**Jobs:**
a) Return the stretch of the passage about the 1983 EP from "Two of the songs" through "at Wounded Knee.", copied word for word.
b) Sum up the passage about the 1983 EP in two sentences.

**Passage to read:**
┌────────
The first track, "Brothers Grimm", was originally written by Duffy and UK Decay vocalist Steve "Abbo" Abbott after both musicians had left their respective bands (and prior to Duffy joining Astbury to form Death Cult).

Two of the songs delved into Astbury's respect and fascination with the Native American cultures previously explored during his tenure with Southern Death Cult. "Ghost Dance" was inspired by the Ghost Dance religious movement as well as the writings and teachings of spiritual leader Wovoka, whose name is mentioned in the lyrics ("Wovoka had a vision"...), while the lyrics to "Horse Nation" were taken nearly verbatim from the book Bury My Heart at Wounded Knee.

Astbury and Duffy's interest in the Vietnam War was also in evidence, both in the photograph that appeared on the picture sleeve, as well as the lyrical content of the final track, "Christians", which directly referenced the war and featured lyrics referring to the Chiêu Hồi program and the tiger stripe camouflage pattern worn by United States infantrymen. At the time, certain groups within the British post punk subculture developed a "trendy" fascination with the Vietnam War that spilled over into dress and music. According to Astbury:

"My interest in Viet Nam started when I saw 'Apocalypse Now'. What they were doing was the closest to some uplifting experience that you can get".

During Death Cult's 1983 tour, Duffy was often seen wearing a green beret with a Vietnam War-era 5th Special Forces Group beret flash along with tiger stripe fatigues. Duffy later referred to it as "Apocalypse Now chic".

==Original 1983 EP==
The original EP was released only in 12" format, solely in the United Kingdom, France and Japan. The photograph that appeared on the front sleeve was taken by renowned Vietnam War photographer Tim Page. The group's logo and the lettering on the EP picture sleeve were done by bassist Jamie Stewart.

The initial UK 12" release included a folded A4 insert written by Tom Vague which included information on the group in the form of a series of short interviews.

===UK 12": Situation Two SIT 23T===
1. "Brothers Grimm"
2. "Ghost Dance"
3. "Horse Nation"
4. "Christians"

===French 12": Situation Two/New Rose Records SIT 23T===
1. "Brothers Grimm"
2. "Ghost Dance"
3. "Horse Nation"
4. "Christians"

===Japanese 12": Nexus International K15P 517===
1. "Brothers Grimm"
└────────
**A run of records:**
┌────────
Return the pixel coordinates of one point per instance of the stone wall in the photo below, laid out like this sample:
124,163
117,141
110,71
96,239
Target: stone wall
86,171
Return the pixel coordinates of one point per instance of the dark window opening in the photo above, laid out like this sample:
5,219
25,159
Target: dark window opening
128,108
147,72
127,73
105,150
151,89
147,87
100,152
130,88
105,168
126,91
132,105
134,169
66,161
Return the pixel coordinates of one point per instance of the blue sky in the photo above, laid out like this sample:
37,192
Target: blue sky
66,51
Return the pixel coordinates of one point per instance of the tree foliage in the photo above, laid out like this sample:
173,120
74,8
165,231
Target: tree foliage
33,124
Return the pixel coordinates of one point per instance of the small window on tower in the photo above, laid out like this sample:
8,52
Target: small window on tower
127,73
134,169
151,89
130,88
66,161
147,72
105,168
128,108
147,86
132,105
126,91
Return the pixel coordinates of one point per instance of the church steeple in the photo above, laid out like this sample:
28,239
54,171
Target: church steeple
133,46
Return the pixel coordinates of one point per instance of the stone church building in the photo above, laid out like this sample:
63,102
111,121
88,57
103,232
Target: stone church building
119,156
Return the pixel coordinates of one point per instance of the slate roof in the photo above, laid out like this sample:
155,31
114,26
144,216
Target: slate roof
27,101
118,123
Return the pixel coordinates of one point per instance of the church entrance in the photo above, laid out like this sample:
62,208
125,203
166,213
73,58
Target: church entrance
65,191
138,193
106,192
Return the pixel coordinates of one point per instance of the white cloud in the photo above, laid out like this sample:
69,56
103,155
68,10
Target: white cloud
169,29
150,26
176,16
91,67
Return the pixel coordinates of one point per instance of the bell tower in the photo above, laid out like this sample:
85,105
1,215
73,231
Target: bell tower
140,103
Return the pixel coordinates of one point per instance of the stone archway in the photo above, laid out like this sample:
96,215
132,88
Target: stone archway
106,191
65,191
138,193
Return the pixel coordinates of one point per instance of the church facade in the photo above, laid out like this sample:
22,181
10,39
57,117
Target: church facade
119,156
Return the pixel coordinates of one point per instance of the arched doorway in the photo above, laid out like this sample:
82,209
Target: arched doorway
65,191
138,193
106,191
└────────
**Answers in order:**
a)
Two of the songs delved into Astbury's respect and fascination with the Native American cultures previously explored during his tenure with Southern Death Cult. "Ghost Dance" was inspired by the Ghost Dance religious movement as well as the writings and teachings of spiritual leader Wovoka, whose name is mentioned in the lyrics ("Wovoka had a vision"...), while the lyrics to "Horse Nation" were taken nearly verbatim from the book Bury My Heart at Wounded Knee.

b) The EP's songs reflect Astbury's fascination with Native American cultures, in "Ghost Dance" and "Horse Nation," and his and Duffy's interest in the Vietnam War, seen in the sleeve photograph and the final track, "Christians." The original EP was released only in 12" format in the United Kingdom, France and Japan, with a front photograph by Vietnam War photographer Tim Page and lettering by bassist Jamie Stewart.